<<<<
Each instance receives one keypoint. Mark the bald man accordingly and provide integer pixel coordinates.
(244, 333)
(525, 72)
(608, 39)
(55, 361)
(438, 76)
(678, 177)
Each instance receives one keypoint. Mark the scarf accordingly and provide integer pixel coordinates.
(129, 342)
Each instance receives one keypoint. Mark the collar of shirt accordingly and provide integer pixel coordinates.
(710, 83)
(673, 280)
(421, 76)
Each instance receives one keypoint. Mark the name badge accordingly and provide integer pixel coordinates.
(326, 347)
>>>>
Convert the material above into a two-column CSV with the columns request and points, one row per request. Put each request's text and its answer in a single quoted field, replacing any line breaks with spaces.

request,points
"Each instance receives one keypoint. Mark the bald man accordingly and provide integer pixel coordinates.","(244, 333) (525, 72) (608, 39) (55, 361) (438, 76) (678, 177)"
"Each instance receives one keypoint. Mark the scarf accordingly and provide integer pixel coordinates.","(129, 342)"
"Each instance receives one keypoint. Mark the collar of shirt accordingly and provide integer pixel coordinates.","(710, 83) (673, 280) (421, 76)"
"Each instance receives one keypoint. Mark the name badge accordingly and provide integer pixel coordinates.","(326, 347)"